> _Job_
Rewrite the records below, changing every "Place a pin" to "Put a marker" and leaving all other text untouched.

(Position identification records)
....

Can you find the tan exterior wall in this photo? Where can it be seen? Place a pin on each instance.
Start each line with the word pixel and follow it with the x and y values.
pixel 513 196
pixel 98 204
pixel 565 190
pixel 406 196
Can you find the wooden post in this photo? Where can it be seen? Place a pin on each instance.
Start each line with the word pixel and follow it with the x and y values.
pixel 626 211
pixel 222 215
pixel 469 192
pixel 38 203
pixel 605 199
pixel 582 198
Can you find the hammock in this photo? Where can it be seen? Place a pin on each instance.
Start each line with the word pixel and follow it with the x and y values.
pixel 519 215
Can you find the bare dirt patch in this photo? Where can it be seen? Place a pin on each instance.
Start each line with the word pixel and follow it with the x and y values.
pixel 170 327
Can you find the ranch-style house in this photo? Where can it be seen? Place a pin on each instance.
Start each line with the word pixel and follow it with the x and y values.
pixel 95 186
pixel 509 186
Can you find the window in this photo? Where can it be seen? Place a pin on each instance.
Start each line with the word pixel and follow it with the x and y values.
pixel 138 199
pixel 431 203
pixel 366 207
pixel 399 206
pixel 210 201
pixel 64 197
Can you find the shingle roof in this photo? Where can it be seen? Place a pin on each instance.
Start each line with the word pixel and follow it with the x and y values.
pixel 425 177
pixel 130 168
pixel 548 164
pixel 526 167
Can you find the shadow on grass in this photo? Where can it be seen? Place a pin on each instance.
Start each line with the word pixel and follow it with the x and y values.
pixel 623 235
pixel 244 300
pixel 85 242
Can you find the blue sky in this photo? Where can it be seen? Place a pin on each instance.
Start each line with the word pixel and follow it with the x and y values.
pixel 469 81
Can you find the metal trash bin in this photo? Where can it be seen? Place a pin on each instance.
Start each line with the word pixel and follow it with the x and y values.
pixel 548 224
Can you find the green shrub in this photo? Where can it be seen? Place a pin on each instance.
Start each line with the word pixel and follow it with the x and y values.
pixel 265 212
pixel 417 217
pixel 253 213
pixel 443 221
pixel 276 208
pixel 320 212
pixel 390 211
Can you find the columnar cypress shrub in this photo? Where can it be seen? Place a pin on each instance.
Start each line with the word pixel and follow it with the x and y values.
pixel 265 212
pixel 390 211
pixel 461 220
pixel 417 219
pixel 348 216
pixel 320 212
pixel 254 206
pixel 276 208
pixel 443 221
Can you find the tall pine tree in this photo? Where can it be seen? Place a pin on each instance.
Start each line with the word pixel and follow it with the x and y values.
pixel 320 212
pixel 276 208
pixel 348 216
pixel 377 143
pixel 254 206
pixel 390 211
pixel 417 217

....

> _Result of this task_
Can you find the tan exterior wall in this photo? Where can it be seen? Put a marker on each instance.
Start each line with the word pixel and follow it with the x and y values.
pixel 513 196
pixel 98 204
pixel 565 190
pixel 406 196
Can you find the wooden post in this photo? Where can it be seen? Put a marker on each instance.
Start each line with the word pixel and follow it with the x and y values.
pixel 626 211
pixel 222 215
pixel 469 192
pixel 38 203
pixel 605 199
pixel 582 198
Can you find the hammock in this photo? Where can it be seen? Put a marker on each instance.
Start each line with the word pixel and follow it with the x and y values.
pixel 519 215
Can you find the bare dirt patch in this photo? Where can it be seen? Put a marker on each instance.
Start each line with the word pixel and follow it with the x and y values.
pixel 170 327
Can you find the ranch-style house in this photo? Where can it be seen? Put a marker on each instance.
Start each line with the word pixel and follow it with the x and y values.
pixel 95 186
pixel 509 186
Can you find the window in this photo? Where can it be seen? Put a marker on each instance.
Start each line with the word pixel and follow it with the x and y values.
pixel 138 199
pixel 431 203
pixel 366 207
pixel 399 206
pixel 210 201
pixel 64 197
Can you find the shingle roof in this photo? Where can it be seen? Put a marker on each instance.
Start each line with the word pixel and follow it with the x and y values.
pixel 425 177
pixel 130 168
pixel 548 164
pixel 526 167
Can you find the shadow on grass in this photo? Where can it be seen? Put a marker on each instance.
Start each line with the word pixel and follow it with the x and y values.
pixel 623 235
pixel 244 300
pixel 85 242
Can you find the blue sky in this photo? Where can it be seen? Put a marker on each instance.
Start each line with the word pixel and follow it with the x and y values.
pixel 469 81
Can you find the metal trash bin in this photo? Where can it be seen? Put a marker on each instance.
Start each line with the word pixel and follow it with the x and y values.
pixel 548 224
Can you find the green shrub in this photo? Where can it be seen? Put a marker on each instance.
Start each line with the word pixel and follow it with the x and y values.
pixel 265 212
pixel 417 217
pixel 253 213
pixel 443 221
pixel 276 208
pixel 320 212
pixel 390 211
Can you find the columnar cypress shrub in this photo? Where can it be seen? Put a marker on each instance.
Start each line with the word pixel and follow it with the x and y values.
pixel 265 212
pixel 390 211
pixel 461 220
pixel 417 219
pixel 348 216
pixel 320 212
pixel 254 206
pixel 276 208
pixel 443 221
Can you find the tall pine tree in this photo? Where can it be seen? Put a marker on each instance.
Start each line with the word pixel and follow it with the x and y values.
pixel 320 212
pixel 276 208
pixel 348 216
pixel 377 143
pixel 254 206
pixel 390 211
pixel 417 217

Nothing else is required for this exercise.